La libertad personal, como característica esencial del ser humano, hace posible la propiedad, el intercambio voluntario, la especialización y, como consecuencia de todo ello, la conveniencia de la capacidad de servicio a los patrimonios ajenos, tanto físicos como humanos. La propiedad sobre un conjunto variado de bienes sobre el que se ejerce un derecho de libre y exclusiva disposición fundamenta la unidad de esos patrimonios físicos y humanos favoreciendo la complementariedad vertical y horizontal de los distintos bienes entre sí y respecto a las finalidades humanas. La existencia, reconocimiento y protección jurídica de la propiedad privada hacen posible los intercambios libres entre patrimonios que se constituyen en mecanismos decisivos de incremento de los valores de uso de todos los agentes económicos que intervienen en esas transacciones. A su vez, la división del trabajo y la especialización se hacen posibles por la existencia del intercambio. La especialización facilita las innovaciones tecnológicas y económicas contribuyendo a la vez también a mejorar el capital humano, siempre y cuando esa división del trabajo sea contrapesada por una tendencia añadida hacia la unidad compenetrada.
Por último, en una economía moderna, con alta especialización en todos los campos y elevado grado de intercambios comerciales nacionales e internacionales, la adaptación a las finalidades subjetivas de los clientes potenciales da lugar, en consecuencia, a la más fácil consecución de las propias. Si en mi actuación económica prima la búsqueda egoísta de mis propias preferencias, se devalúa mi patrimonio. Podemos decir entonces que la mano invisible consiste en descubrir que mi interés resulta favorecido como efecto de la búsqueda del interés ajeno.

### LÍNEAS DE DATOS:
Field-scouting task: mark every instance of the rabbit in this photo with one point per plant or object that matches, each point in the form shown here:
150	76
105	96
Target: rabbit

### TAREA PLANTEADA A:
Resume en dos oraciones el texto sobre la libertad y la propiedad.
### TAREA PLANTEADA B:
Copia el fragmento del texto sobre la libertad y la propiedad que empieza con las palabras "Por último, en" y termina con "del interés ajeno.", sustituyendo "clientes potenciales" por "compradores potenciales".
### TAREA PLANTEADA C:
Prosigue el texto sobre la libertad y la propiedad a partir de su última oración.

### RESPUESTA ESCRITA A:
La libertad personal hace posibles la propiedad, el intercambio voluntario y la especialización, y la propiedad privada reconocida y protegida jurídicamente permite intercambios libres que aumentan los valores de uso de quienes intervienen en ellos. En una economía moderna muy especializada, adaptarse a las finalidades de los clientes potenciales facilita alcanzar las propias, de modo que la mano invisible consiste en descubrir que el interés propio resulta favorecido por la búsqueda del interés ajeno.

### RESPUESTA ESCRITA B:
Por último, en una economía moderna, con alta especialización en todos los campos y elevado grado de intercambios comerciales nacionales e internacionales, la adaptación a las finalidades subjetivas de los compradores potenciales da lugar, en consecuencia, a la más fácil consecución de las propias. Si en mi actuación económica prima la búsqueda egoísta de mis propias preferencias, se devalúa mi patrimonio. Podemos decir entonces que la mano invisible consiste en descubrir que mi interés resulta favorecido como efecto de la búsqueda del interés ajeno.

### RESPUESTA ESCRITA C:
Conviene indicar por último que para revalorizar el concepto de Economía natural hay que tratar de eliminar lo que la práctica de los autores y la percepción más común identifican con una visión monolítica de doctrina completa que subyace en la idea de Derecho natural y que bien podemos catalogar de absolutamente falsa. La teoría económica no es la teoría de un determinado tipo acabado de sociedad. Se hace necesario insistir, como indica Rubio de Urquía, en que «es posible una teoría fecunda analítica de un tipo especial de proceso histórico en la que la operación de una legalidad universal y la libertad humana actúan orgánicamente en la producción de la realidad histórica».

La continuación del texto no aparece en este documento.